[Point-based annotation data]
========================
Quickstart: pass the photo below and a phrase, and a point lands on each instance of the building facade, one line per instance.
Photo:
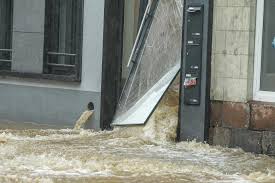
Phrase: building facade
(242, 87)
(53, 60)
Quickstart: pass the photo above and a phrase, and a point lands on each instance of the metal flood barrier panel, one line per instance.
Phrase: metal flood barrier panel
(196, 57)
(155, 62)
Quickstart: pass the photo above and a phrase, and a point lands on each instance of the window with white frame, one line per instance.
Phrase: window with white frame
(63, 37)
(6, 7)
(264, 81)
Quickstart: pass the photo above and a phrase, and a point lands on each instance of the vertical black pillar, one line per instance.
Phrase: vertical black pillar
(112, 60)
(196, 64)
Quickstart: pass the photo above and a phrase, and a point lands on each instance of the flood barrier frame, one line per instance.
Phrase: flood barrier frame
(194, 119)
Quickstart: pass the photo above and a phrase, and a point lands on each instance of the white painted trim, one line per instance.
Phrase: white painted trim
(257, 93)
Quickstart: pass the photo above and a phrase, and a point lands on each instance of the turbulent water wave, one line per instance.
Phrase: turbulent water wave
(137, 154)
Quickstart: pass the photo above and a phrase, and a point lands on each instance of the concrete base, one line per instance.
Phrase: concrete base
(52, 107)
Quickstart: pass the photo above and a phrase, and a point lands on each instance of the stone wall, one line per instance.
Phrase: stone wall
(250, 126)
(233, 47)
(235, 120)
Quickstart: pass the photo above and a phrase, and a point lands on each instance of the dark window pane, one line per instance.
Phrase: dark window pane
(5, 34)
(63, 29)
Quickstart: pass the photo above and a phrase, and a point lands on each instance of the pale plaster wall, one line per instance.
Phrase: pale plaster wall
(233, 50)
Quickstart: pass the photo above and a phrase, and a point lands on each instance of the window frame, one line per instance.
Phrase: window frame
(79, 48)
(46, 76)
(258, 94)
(11, 38)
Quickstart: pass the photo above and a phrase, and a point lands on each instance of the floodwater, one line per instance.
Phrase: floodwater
(139, 154)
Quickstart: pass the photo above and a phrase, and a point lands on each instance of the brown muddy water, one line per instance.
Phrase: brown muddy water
(140, 154)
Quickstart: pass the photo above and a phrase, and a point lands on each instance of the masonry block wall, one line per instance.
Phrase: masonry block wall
(237, 120)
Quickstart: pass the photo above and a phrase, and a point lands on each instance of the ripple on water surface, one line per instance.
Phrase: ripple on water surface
(119, 156)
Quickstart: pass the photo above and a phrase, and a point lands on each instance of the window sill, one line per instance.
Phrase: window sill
(73, 78)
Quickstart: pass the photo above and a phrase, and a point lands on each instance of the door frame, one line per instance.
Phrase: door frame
(258, 94)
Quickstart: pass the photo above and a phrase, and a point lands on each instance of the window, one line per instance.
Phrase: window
(264, 79)
(5, 34)
(63, 37)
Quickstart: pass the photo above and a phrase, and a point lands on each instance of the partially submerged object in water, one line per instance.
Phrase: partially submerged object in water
(85, 117)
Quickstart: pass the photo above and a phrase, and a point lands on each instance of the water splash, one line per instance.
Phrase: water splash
(137, 154)
(84, 118)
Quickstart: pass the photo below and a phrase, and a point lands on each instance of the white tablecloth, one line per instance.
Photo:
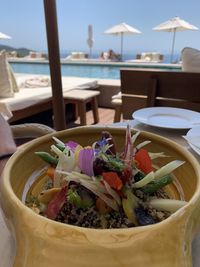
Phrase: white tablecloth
(7, 246)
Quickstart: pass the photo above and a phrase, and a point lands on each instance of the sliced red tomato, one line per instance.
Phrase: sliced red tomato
(143, 160)
(113, 180)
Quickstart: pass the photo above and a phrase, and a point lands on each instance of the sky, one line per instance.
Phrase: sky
(24, 21)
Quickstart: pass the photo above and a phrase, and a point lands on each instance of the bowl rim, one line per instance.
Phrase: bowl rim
(28, 146)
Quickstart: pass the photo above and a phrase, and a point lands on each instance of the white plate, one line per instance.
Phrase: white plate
(194, 132)
(167, 117)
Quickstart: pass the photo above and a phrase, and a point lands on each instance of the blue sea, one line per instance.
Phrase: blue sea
(74, 70)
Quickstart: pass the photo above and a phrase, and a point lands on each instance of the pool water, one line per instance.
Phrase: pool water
(101, 71)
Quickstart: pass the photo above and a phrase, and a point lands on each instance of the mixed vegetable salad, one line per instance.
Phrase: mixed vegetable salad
(98, 187)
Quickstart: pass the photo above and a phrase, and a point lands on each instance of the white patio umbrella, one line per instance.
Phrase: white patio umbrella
(90, 40)
(173, 25)
(4, 36)
(122, 29)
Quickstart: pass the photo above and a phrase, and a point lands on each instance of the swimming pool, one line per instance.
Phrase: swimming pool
(89, 70)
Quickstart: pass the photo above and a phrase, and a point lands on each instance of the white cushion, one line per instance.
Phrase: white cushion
(6, 88)
(190, 59)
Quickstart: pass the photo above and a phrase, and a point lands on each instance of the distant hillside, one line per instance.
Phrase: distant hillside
(22, 52)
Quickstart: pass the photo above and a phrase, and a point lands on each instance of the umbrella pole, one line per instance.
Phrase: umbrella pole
(54, 62)
(173, 43)
(122, 46)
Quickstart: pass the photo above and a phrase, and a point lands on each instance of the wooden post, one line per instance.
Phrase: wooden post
(54, 62)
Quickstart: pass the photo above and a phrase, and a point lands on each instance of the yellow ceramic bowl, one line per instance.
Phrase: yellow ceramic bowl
(46, 243)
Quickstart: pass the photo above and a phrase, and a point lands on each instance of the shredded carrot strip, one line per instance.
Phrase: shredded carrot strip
(50, 172)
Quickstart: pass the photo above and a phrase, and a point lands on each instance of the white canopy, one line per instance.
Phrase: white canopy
(4, 36)
(173, 25)
(122, 29)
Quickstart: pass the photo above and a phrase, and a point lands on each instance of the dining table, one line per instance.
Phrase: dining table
(7, 242)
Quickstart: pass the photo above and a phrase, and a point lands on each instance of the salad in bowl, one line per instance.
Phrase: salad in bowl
(99, 187)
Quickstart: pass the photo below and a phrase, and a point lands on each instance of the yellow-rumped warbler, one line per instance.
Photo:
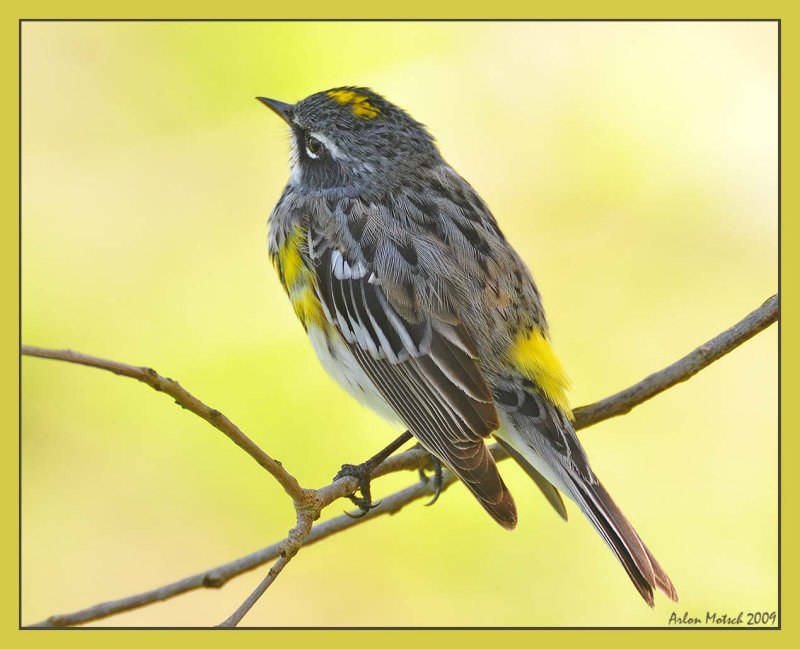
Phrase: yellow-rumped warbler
(418, 306)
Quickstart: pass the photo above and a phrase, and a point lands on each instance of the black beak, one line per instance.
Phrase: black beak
(284, 111)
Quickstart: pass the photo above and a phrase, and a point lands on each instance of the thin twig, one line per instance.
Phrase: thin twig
(412, 459)
(184, 399)
(681, 370)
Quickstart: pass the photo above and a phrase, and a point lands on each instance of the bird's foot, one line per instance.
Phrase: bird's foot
(437, 477)
(363, 473)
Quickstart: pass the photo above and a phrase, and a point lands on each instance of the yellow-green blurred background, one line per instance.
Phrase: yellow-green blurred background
(634, 167)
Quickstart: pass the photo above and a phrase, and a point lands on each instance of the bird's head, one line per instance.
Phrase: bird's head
(349, 139)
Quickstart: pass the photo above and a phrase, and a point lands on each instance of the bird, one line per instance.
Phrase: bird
(419, 307)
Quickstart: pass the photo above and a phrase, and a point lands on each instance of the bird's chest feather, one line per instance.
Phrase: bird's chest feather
(293, 264)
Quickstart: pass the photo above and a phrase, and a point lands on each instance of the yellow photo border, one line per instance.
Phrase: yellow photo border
(13, 11)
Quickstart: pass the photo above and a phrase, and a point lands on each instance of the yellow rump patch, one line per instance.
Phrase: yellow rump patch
(359, 103)
(533, 355)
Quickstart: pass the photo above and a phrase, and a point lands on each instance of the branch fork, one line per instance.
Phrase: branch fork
(309, 503)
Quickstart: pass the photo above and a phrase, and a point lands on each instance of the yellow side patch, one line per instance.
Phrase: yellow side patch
(533, 355)
(290, 259)
(359, 103)
(298, 280)
(308, 309)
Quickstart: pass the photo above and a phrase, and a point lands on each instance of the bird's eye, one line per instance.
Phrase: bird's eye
(313, 146)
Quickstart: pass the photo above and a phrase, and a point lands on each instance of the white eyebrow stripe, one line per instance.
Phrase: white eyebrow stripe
(334, 150)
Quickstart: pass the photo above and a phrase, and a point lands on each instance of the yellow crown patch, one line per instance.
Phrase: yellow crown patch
(359, 103)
========================
» **Exercise description**: Reproduce the part of the listing above that opens with the line containing "eye, one line per instance." and runs through the end of the listing.

» **Task output**:
Quickstart: pass the photo above and a phrase, and a point lands on each instance of the bird's eye, one line per instance.
Phrase: bird's eye
(313, 146)
Quickstart: pass the photo above and a phrase, and a point lands on each instance of the white eyebrow stripe, one line per instance.
Phrase: white eyebrow stripe
(334, 150)
Quickstart: pass the photo above and a phrase, and a point lands on each instance of the yellow crown patch, one line per instance.
Phrase: yellow crown patch
(359, 103)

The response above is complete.